**EXERCISE TASK**
List every line of the data below that contains the string "head", matching case exactly.

**RECORDS**
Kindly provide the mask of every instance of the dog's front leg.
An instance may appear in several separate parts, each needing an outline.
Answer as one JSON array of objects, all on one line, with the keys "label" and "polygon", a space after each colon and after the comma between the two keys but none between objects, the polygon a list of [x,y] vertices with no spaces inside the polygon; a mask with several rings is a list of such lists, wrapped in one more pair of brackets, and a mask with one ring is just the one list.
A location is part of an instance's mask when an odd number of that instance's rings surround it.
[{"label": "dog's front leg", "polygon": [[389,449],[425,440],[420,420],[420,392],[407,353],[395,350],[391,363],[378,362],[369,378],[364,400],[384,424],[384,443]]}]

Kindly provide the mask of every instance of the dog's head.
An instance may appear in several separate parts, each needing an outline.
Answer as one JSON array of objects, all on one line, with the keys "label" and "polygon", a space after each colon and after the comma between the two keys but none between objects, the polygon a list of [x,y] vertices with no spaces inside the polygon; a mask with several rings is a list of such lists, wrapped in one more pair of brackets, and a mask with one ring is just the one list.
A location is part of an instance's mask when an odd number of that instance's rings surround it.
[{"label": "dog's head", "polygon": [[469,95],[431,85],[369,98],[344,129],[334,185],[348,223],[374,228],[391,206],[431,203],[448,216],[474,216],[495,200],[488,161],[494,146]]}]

* * *

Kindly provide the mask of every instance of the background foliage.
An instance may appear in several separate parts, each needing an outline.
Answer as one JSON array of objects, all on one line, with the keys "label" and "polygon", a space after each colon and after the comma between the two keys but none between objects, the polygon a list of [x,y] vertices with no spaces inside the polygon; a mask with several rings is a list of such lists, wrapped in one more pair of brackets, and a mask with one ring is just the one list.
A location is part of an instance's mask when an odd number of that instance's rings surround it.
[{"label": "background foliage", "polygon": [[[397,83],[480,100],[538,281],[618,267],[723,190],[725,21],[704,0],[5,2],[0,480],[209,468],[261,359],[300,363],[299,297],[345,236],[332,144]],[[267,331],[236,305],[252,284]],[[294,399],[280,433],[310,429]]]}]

**THE REPLY**
Kindly provide the mask of every instance of the dog's head.
[{"label": "dog's head", "polygon": [[469,95],[431,85],[369,98],[344,129],[334,185],[348,223],[374,228],[391,206],[431,203],[448,216],[474,216],[495,200],[488,161],[494,146]]}]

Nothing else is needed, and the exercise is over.